[Dataset items]
---

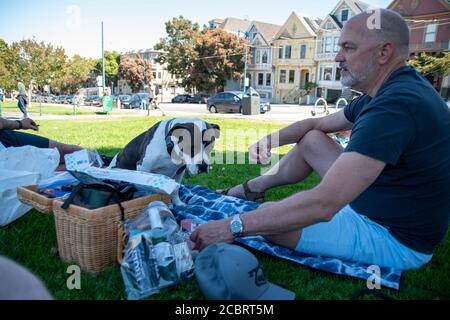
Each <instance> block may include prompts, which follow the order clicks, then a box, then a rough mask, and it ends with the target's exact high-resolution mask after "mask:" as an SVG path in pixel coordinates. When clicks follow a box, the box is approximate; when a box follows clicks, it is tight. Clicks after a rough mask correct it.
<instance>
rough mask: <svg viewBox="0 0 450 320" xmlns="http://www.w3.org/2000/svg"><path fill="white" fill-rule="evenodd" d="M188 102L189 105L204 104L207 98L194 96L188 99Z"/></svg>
mask: <svg viewBox="0 0 450 320" xmlns="http://www.w3.org/2000/svg"><path fill="white" fill-rule="evenodd" d="M188 102H189V103H198V104H202V103H205V104H206V103H208V96H207V95H204V94H200V95H195V96H193V97H189V98H188Z"/></svg>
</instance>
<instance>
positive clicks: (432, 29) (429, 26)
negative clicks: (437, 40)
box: [425, 23, 437, 42]
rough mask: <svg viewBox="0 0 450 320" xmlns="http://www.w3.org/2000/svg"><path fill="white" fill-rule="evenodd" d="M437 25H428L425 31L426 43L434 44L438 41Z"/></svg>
mask: <svg viewBox="0 0 450 320" xmlns="http://www.w3.org/2000/svg"><path fill="white" fill-rule="evenodd" d="M436 30H437V25H436V24H435V23H433V24H429V25H427V30H426V31H425V42H434V41H435V40H436Z"/></svg>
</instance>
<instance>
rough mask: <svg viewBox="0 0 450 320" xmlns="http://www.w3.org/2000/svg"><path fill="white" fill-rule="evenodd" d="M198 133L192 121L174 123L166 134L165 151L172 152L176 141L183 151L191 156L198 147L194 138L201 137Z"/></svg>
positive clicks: (193, 153) (198, 133) (195, 150)
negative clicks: (178, 122)
mask: <svg viewBox="0 0 450 320" xmlns="http://www.w3.org/2000/svg"><path fill="white" fill-rule="evenodd" d="M200 134H201V133H200V131H199V129H198V127H197V126H196V125H195V124H194V123H189V122H188V123H178V124H176V125H175V126H173V128H172V129H170V131H169V132H168V133H167V136H166V146H167V152H168V153H169V154H172V150H173V148H174V144H175V143H176V144H178V146H179V147H180V149H181V150H182V151H183V152H184V153H186V154H190V155H191V156H193V155H194V154H196V153H197V151H198V150H197V149H198V148H199V146H198V145H197V143H196V141H195V139H201V137H200ZM174 140H175V141H174Z"/></svg>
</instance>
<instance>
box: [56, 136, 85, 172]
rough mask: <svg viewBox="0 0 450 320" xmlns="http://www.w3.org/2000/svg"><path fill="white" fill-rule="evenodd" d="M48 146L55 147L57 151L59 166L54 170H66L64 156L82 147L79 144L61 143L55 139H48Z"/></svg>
mask: <svg viewBox="0 0 450 320" xmlns="http://www.w3.org/2000/svg"><path fill="white" fill-rule="evenodd" d="M48 147H49V148H52V149H53V148H56V149H58V151H59V166H58V168H57V169H56V170H58V171H62V170H66V165H65V163H64V156H65V155H66V154H69V153H73V152H75V151H79V150H82V149H83V148H82V147H80V146H76V145H72V144H65V143H61V142H58V141H55V140H49V142H48Z"/></svg>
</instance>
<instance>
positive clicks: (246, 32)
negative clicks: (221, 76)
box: [244, 32, 248, 93]
mask: <svg viewBox="0 0 450 320" xmlns="http://www.w3.org/2000/svg"><path fill="white" fill-rule="evenodd" d="M244 36H245V38H244V41H245V43H244V50H245V54H244V93H246V92H247V36H248V32H245V34H244Z"/></svg>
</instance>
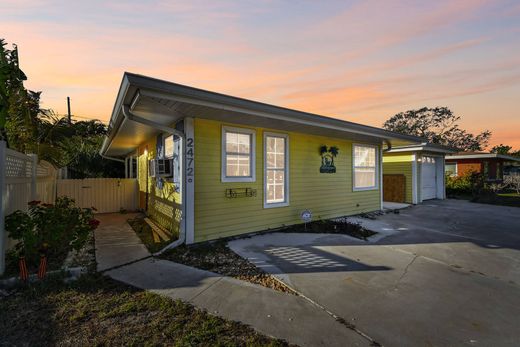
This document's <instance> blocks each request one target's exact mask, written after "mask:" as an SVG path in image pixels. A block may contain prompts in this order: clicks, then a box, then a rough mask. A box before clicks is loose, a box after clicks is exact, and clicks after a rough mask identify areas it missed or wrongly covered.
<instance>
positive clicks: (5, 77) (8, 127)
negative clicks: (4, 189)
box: [0, 39, 40, 152]
mask: <svg viewBox="0 0 520 347" xmlns="http://www.w3.org/2000/svg"><path fill="white" fill-rule="evenodd" d="M6 45H7V43H5V40H3V39H0V139H2V140H6V141H7V142H8V144H9V147H10V148H14V149H16V150H18V151H21V152H26V151H32V150H33V149H34V148H33V145H34V144H35V141H34V139H35V135H36V126H37V125H36V124H37V117H38V114H39V112H40V93H39V92H33V91H30V90H27V89H25V87H24V85H23V82H24V81H25V80H27V77H26V76H25V74H24V73H23V71H22V70H21V69H20V66H19V63H18V47H17V46H16V45H13V49H12V50H9V49H6V48H5V46H6Z"/></svg>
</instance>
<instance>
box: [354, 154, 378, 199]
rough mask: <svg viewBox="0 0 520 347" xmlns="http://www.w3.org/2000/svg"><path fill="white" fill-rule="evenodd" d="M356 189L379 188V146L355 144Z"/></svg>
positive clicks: (354, 166) (354, 188)
mask: <svg viewBox="0 0 520 347" xmlns="http://www.w3.org/2000/svg"><path fill="white" fill-rule="evenodd" d="M353 154H354V158H353V164H354V168H353V176H354V190H369V189H376V188H377V159H378V158H377V147H376V146H369V145H354V148H353Z"/></svg>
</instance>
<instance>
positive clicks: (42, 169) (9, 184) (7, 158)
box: [0, 141, 56, 274]
mask: <svg viewBox="0 0 520 347" xmlns="http://www.w3.org/2000/svg"><path fill="white" fill-rule="evenodd" d="M0 197H1V201H0V274H2V273H3V271H4V267H5V264H4V254H5V250H6V249H7V248H9V247H11V246H12V244H11V243H10V242H9V240H8V238H7V235H6V233H5V216H6V215H9V214H11V213H13V212H14V211H16V210H22V211H27V208H28V205H27V203H28V202H29V201H31V200H40V201H42V202H46V203H53V202H54V199H55V197H56V169H54V167H53V166H52V165H51V164H49V163H47V162H45V161H41V162H40V163H38V158H37V156H36V155H25V154H23V153H20V152H16V151H13V150H11V149H8V148H6V145H5V142H4V141H0Z"/></svg>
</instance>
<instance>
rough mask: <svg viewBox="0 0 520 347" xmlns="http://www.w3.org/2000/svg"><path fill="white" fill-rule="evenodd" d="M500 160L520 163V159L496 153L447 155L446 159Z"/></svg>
mask: <svg viewBox="0 0 520 347" xmlns="http://www.w3.org/2000/svg"><path fill="white" fill-rule="evenodd" d="M492 158H499V159H504V160H508V161H519V162H520V158H516V157H512V156H509V155H504V154H496V153H484V154H460V155H447V156H446V159H492Z"/></svg>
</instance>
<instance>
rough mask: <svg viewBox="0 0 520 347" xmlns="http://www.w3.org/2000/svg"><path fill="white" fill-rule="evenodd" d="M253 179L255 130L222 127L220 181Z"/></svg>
mask: <svg viewBox="0 0 520 347" xmlns="http://www.w3.org/2000/svg"><path fill="white" fill-rule="evenodd" d="M254 181H255V131H254V130H251V129H242V128H231V127H223V128H222V182H254Z"/></svg>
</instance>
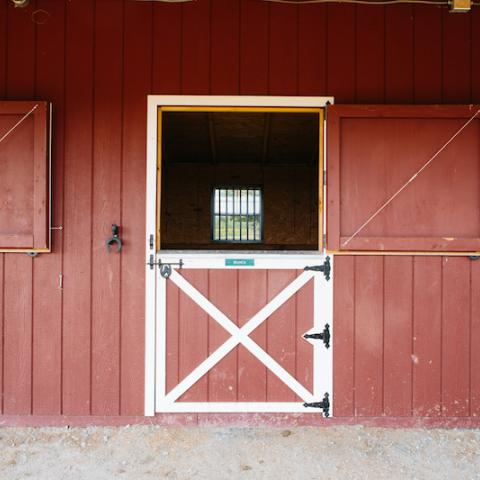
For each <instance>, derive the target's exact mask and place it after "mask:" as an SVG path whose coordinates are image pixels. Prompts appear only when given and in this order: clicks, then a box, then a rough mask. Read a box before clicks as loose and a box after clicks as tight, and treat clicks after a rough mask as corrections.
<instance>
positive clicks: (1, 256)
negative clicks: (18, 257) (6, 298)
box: [0, 253, 5, 414]
mask: <svg viewBox="0 0 480 480" xmlns="http://www.w3.org/2000/svg"><path fill="white" fill-rule="evenodd" d="M0 263H1V266H2V272H1V273H2V291H1V292H0V295H1V299H2V311H1V312H0V320H1V325H0V327H1V333H2V338H1V342H2V385H1V387H2V389H1V391H0V394H1V395H0V397H1V398H0V413H1V414H3V410H4V392H5V254H4V253H2V254H1V260H0Z"/></svg>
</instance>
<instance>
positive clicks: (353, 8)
mask: <svg viewBox="0 0 480 480" xmlns="http://www.w3.org/2000/svg"><path fill="white" fill-rule="evenodd" d="M357 22H358V15H357V6H356V5H353V38H354V42H355V45H354V48H353V101H354V103H357V101H358V100H357V98H358V51H357V44H358V42H357V39H358V28H357V27H358V26H357Z"/></svg>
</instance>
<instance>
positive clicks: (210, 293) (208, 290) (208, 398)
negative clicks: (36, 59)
mask: <svg viewBox="0 0 480 480" xmlns="http://www.w3.org/2000/svg"><path fill="white" fill-rule="evenodd" d="M211 6H212V4H211V3H210V11H211ZM197 205H198V203H197ZM211 273H212V271H211V270H210V269H208V270H207V295H206V297H207V298H208V299H211V298H212V292H211V290H210V275H211ZM203 313H204V314H205V311H204V312H203ZM206 324H207V348H206V352H205V358H208V357H209V356H210V316H209V315H208V314H207V322H206ZM211 371H212V369H210V370H208V371H207V375H206V377H207V378H206V380H207V382H206V384H207V402H209V401H210V372H211Z"/></svg>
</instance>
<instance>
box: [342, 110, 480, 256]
mask: <svg viewBox="0 0 480 480" xmlns="http://www.w3.org/2000/svg"><path fill="white" fill-rule="evenodd" d="M479 113H480V109H479V110H477V111H476V112H475V113H474V114H473V115H472V116H471V117H470V118H469V119H468V120H467V121H466V122H465V123H464V124H463V125H462V126H461V127H460V128H459V129H458V130H457V131H456V132H455V133H454V134H453V135H452V136H451V137H450V139H449V140H448V141H447V142H446V143H445V144H444V145H443V146H442V147H441V148H440V149H439V150H437V152H436V153H435V154H434V155H433V156H432V157H430V159H429V160H428V161H427V162H425V163H424V164H423V166H422V167H421V168H420V169H419V170H417V171H416V172H415V173H414V174H413V175H412V177H411V178H410V179H409V180H407V181H406V182H405V183H404V184H403V185H402V186H401V187H400V188H399V189H398V190H397V191H396V192H395V193H394V194H393V195H391V196H390V197H389V198H388V199H387V200H386V201H385V202H384V203H383V204H382V205H381V206H380V207H379V208H378V209H377V210H376V211H375V212H374V213H373V214H372V215H370V217H368V219H367V220H366V221H365V222H364V223H362V225H360V227H358V228H357V230H355V232H353V234H352V235H350V237H348V238H347V239H346V240H345V241H344V242H343V243H342V247H345V246H346V245H348V244H349V243H350V242H351V241H352V240H353V239H354V238H355V237H356V236H357V235H358V234H359V233H360V232H361V231H362V230H363V229H364V228H365V227H366V226H367V225H368V224H369V223H370V222H371V221H372V220H373V219H374V218H375V217H376V216H377V215H378V214H379V213H381V212H382V211H383V210H384V209H385V208H386V207H387V206H388V205H389V204H390V203H392V202H393V200H395V198H396V197H397V196H398V195H400V193H401V192H402V191H403V190H405V189H406V188H407V187H408V185H410V184H411V183H412V182H413V181H414V180H415V179H416V178H417V177H418V176H419V175H420V174H421V173H422V172H423V171H424V170H425V169H426V168H427V167H428V166H429V165H430V164H431V163H432V162H433V161H434V160H435V159H436V158H437V157H438V156H439V155H440V153H442V152H443V150H445V149H446V148H447V147H448V145H450V143H452V142H453V140H455V138H457V137H458V135H460V133H462V131H463V130H465V128H467V127H468V125H470V123H472V122H473V120H474V119H475V117H476V116H477V115H478V114H479Z"/></svg>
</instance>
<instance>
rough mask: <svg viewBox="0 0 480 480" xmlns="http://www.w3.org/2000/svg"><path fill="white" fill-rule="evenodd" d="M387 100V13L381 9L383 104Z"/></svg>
mask: <svg viewBox="0 0 480 480" xmlns="http://www.w3.org/2000/svg"><path fill="white" fill-rule="evenodd" d="M386 98H387V11H386V8H385V7H383V99H382V102H383V103H385V101H386Z"/></svg>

---

▶ _WORK ORDER_:
Keep the pictures out and repeat exactly the lines from the beginning of the data through the line that contains "box: [56, 136, 85, 172]", both ends included.

▶ _WRITTEN RESPONSE_:
Each <instance> block may include prompts, which follow the order clicks, then a box, then a rough mask, and it ends with the target's exact high-resolution mask after "mask:" as an SVG path in pixel coordinates. When clicks follow a box, the box is approximate; when a box follows clicks, it is tight. Clicks after a rough mask correct it.
<instance>
rough mask: <svg viewBox="0 0 450 320" xmlns="http://www.w3.org/2000/svg"><path fill="white" fill-rule="evenodd" d="M188 102L189 105L204 104L207 98L194 96L188 99Z"/></svg>
mask: <svg viewBox="0 0 450 320" xmlns="http://www.w3.org/2000/svg"><path fill="white" fill-rule="evenodd" d="M188 102H189V103H198V104H202V103H205V104H206V103H208V96H207V95H204V94H200V95H195V96H193V97H189V98H188Z"/></svg>
</instance>
<instance>
positive clicks: (432, 29) (429, 26)
negative clicks: (437, 40)
box: [425, 23, 437, 42]
rough mask: <svg viewBox="0 0 450 320" xmlns="http://www.w3.org/2000/svg"><path fill="white" fill-rule="evenodd" d="M437 25H428L425 31L426 43L434 44L438 41Z"/></svg>
mask: <svg viewBox="0 0 450 320" xmlns="http://www.w3.org/2000/svg"><path fill="white" fill-rule="evenodd" d="M436 30H437V25H436V24H435V23H433V24H429V25H427V30H426V31H425V42H434V41H435V40H436Z"/></svg>
</instance>
<instance>
rough mask: <svg viewBox="0 0 450 320" xmlns="http://www.w3.org/2000/svg"><path fill="white" fill-rule="evenodd" d="M198 133L192 121L174 123L166 134L165 151L172 152L176 141L183 151L191 156L198 147L194 138L201 137Z"/></svg>
positive clicks: (193, 153) (198, 133) (195, 150)
negative clicks: (178, 122)
mask: <svg viewBox="0 0 450 320" xmlns="http://www.w3.org/2000/svg"><path fill="white" fill-rule="evenodd" d="M200 134H201V133H200V131H199V129H198V127H197V126H196V125H195V124H194V123H189V122H188V123H178V124H176V125H175V126H173V128H172V129H170V131H169V132H168V133H167V136H166V146H167V152H168V153H169V154H172V150H173V148H174V144H175V143H176V144H178V146H179V147H180V149H181V150H182V151H183V152H184V153H186V154H190V155H191V156H193V155H194V154H196V153H197V151H198V150H197V149H198V148H199V146H198V145H197V143H196V141H195V139H201V137H200ZM174 140H175V141H174Z"/></svg>
</instance>
<instance>
box: [56, 136, 85, 172]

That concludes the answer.